▶ _Passage given_:
========
Saturday, 21 January 2017

Singalong With The Sterkarms

A Sterkarm Tryst by Susan Price

Tryst: (Old French) an appointed station in hunting. An appointed meeting place, often of lovers. To engage to meet a person or persons. A cattle market, e.g. 'The Falkirk Tryst.'


A Sterkarm Tryst: an appointed meeting place of which only one side is aware: an ambush. 

 On January 24th, the third Sterkarm book, A Sterkarm Tryst, will be published.

It's the third in the series. The first two, after being out of print for some years, have been republished by Open Road. They are The Sterkarm Handshake and A Sterkarm Kiss.

The Sterkarm Handshake by Susan Price
A Sterkarm Kiss by Susan Price

(I've just been messaged on Facebook by a reader, who tells me she can now at last read Kiss, which she's been trying to find for ten years, and has pre-ordered Tryst.  I can only say thank you for your stamina and thank you again.)

The books were inspired by the reivers of the Scottish Borders though Handshake only came to life for me when I thought of sending workers for a 21st Century company through a time machine to the 16th Century Border Country, where they hope to mine the coal, oil and gas. The 16th Century 'natives,' the Sterkarms, suppose them to be Elves. After all, the strange clothes of the 21st Century people give them an eldritch appearance and their carts which move without horses demonstrate their supernatural powers.
========
▶ _Dataset content_:
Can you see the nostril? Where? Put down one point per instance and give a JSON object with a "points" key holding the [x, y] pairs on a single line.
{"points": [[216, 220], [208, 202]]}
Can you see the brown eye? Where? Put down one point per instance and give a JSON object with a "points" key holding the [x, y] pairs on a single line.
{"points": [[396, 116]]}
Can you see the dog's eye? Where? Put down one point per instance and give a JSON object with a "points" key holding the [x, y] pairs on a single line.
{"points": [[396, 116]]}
========
▶ _Written request_: Quote the Sterkarm blog post word for word, starting with "Tryst: (Old French)" and going on through "will be published.". Work from the Sterkarm blog post alone.

▶ _Solution for this problem_:
Tryst: (Old French) an appointed station in hunting. An appointed meeting place, often of lovers. To engage to meet a person or persons. A cattle market, e.g. 'The Falkirk Tryst.'


A Sterkarm Tryst: an appointed meeting place of which only one side is aware: an ambush. 

 On January 24th, the third Sterkarm book, A Sterkarm Tryst, will be published.